Task statement: Give every entry again, word for word.

Excerpted records:
***
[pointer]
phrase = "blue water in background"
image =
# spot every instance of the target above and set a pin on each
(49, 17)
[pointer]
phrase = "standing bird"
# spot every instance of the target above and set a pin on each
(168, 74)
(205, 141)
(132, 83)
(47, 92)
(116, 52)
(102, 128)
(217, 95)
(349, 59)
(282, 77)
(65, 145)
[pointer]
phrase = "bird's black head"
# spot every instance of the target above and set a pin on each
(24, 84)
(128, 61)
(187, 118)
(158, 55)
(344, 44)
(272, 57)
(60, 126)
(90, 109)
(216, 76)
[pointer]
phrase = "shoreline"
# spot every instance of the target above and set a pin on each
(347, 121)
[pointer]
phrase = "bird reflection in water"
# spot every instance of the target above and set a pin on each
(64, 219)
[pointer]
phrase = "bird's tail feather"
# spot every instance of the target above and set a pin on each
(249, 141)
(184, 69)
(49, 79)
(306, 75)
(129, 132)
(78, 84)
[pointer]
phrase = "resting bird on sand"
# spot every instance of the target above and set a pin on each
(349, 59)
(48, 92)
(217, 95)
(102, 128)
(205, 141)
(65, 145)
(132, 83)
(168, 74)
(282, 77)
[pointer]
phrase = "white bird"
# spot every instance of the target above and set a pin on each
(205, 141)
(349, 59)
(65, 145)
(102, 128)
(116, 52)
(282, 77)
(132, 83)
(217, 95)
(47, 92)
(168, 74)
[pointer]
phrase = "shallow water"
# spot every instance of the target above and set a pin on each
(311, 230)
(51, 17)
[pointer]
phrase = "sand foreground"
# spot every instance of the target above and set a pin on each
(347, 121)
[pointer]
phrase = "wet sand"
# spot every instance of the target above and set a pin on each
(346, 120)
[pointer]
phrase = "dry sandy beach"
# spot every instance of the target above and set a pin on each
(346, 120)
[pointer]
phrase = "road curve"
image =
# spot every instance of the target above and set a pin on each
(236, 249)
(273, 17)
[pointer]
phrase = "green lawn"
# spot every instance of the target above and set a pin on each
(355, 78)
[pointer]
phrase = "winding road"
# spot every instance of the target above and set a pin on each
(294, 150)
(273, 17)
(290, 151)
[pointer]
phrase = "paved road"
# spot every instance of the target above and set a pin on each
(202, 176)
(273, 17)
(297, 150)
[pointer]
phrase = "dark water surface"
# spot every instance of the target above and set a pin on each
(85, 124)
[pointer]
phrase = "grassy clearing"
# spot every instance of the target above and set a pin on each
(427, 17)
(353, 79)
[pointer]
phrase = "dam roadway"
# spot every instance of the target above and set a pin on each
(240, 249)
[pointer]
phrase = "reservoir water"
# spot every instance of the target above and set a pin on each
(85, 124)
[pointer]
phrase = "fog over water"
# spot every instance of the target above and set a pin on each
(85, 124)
***
Answer to the exercise:
[pointer]
phrase = "blue water in background"
image =
# spot every instance of the target above and set a pin on each
(49, 17)
[pointer]
phrase = "standing bird"
# spot every instance of the target above and set a pin on each
(168, 74)
(205, 141)
(132, 83)
(47, 92)
(116, 52)
(102, 128)
(217, 95)
(349, 59)
(282, 77)
(65, 145)
[pointer]
phrase = "bird's black head"
# spot every instance of the target above and set a pin on each
(24, 84)
(128, 61)
(187, 118)
(158, 55)
(344, 44)
(272, 57)
(60, 126)
(90, 109)
(216, 76)
[pointer]
phrase = "shoreline"
# spot every instance of the target above and set a pin on each
(347, 121)
[pointer]
phrase = "bird reflection in water"
# spot every instance of the target above and set a pin on each
(64, 219)
[pointer]
phrase = "bird's tail feather"
# spot every instance of the target above and set a pin on each
(249, 141)
(184, 69)
(49, 79)
(306, 75)
(129, 132)
(78, 84)
[pointer]
phrase = "resting bird on sand"
# spot every instance of the target above and set a pin on each
(349, 59)
(48, 92)
(217, 95)
(102, 128)
(205, 141)
(65, 145)
(132, 83)
(168, 74)
(282, 77)
[pointer]
phrase = "white bird"
# spot every instance of the target above and set a pin on each
(205, 141)
(349, 59)
(65, 145)
(102, 128)
(116, 52)
(282, 77)
(132, 83)
(217, 95)
(47, 92)
(168, 74)
[pointer]
phrase = "shallow water"
# spot every instance of the target above and set a pin on each
(311, 230)
(51, 17)
[pointer]
phrase = "sand foreground"
# spot every instance of the target above and set a pin on each
(347, 121)
[pointer]
phrase = "wet sand"
# spot every instance of the target above and set a pin on each
(346, 120)
[pointer]
phrase = "dry sandy beach"
# spot every instance of the target above and set a pin on each
(346, 120)
[pointer]
phrase = "road curve"
image =
# spot every instance of the target above and set a pin on each
(236, 249)
(273, 17)
[pointer]
phrase = "green lawn"
# spot every instance of the target above and set a pin on each
(355, 78)
[pointer]
phrase = "winding road"
# spot every instance of the target above and set a pin on each
(294, 150)
(273, 17)
(290, 151)
[pointer]
phrase = "paved road"
# spot every instance of the target above and set a pin on each
(202, 176)
(273, 17)
(297, 150)
[pointer]
phrase = "dark water surface"
# spot every instance of the target above and set a pin on each
(85, 124)
[pointer]
phrase = "grassy clearing"
# spot every instance of the target above and set a pin on each
(427, 17)
(353, 79)
[pointer]
phrase = "dam roadway"
# spot every instance of the target above and set a pin on each
(240, 249)
[pointer]
phrase = "reservoir water"
# spot every instance of the target above and set a pin on each
(85, 124)
[pointer]
phrase = "fog over water"
# spot every instance of the target above and set a pin on each
(85, 124)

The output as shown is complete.